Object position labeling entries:

------------------------------------------------

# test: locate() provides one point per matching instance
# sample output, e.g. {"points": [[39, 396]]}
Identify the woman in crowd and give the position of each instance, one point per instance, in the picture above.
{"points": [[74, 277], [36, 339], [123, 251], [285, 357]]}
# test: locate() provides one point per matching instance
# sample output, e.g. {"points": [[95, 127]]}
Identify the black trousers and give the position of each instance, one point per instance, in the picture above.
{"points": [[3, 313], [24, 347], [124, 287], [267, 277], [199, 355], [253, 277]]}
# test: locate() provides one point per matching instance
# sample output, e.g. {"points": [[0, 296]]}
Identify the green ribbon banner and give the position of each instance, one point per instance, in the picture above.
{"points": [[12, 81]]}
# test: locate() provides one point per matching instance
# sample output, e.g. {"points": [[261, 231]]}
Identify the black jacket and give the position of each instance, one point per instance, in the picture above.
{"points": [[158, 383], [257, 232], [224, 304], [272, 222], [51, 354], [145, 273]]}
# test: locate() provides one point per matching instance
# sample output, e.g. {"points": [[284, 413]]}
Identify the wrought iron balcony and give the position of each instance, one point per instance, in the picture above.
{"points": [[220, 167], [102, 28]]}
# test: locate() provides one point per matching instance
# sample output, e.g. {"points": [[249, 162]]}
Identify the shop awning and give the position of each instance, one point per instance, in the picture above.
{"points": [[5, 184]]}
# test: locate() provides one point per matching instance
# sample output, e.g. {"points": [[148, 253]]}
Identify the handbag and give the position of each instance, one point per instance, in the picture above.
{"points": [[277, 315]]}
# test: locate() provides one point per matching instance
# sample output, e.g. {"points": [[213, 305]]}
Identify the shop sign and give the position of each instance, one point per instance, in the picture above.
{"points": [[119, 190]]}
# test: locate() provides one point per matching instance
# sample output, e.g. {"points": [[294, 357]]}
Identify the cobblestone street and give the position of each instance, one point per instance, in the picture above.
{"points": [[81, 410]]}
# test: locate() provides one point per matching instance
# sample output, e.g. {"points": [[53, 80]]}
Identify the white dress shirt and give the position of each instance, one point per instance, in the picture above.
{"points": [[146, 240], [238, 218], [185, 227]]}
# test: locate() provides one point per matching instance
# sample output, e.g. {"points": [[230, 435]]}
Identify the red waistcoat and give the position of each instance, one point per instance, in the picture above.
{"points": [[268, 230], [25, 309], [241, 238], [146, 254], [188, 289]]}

------------------------------------------------

_Task prompt_
List every line in the items above that contains the string "output", copying each line in full.

_Written response_
# sample output, e.g. {"points": [[39, 396]]}
# sample output, e.g. {"points": [[95, 127]]}
# sample output, e.g. {"points": [[0, 296]]}
# sample output, e.g. {"points": [[261, 231]]}
# sample output, e.g. {"points": [[284, 413]]}
# sample output, e.g. {"points": [[249, 162]]}
# sample output, e.g. {"points": [[148, 253]]}
# sample output, e.g. {"points": [[213, 305]]}
# sample output, e.g. {"points": [[294, 357]]}
# sample output, e.g. {"points": [[53, 80]]}
# sample output, e.g. {"points": [[230, 435]]}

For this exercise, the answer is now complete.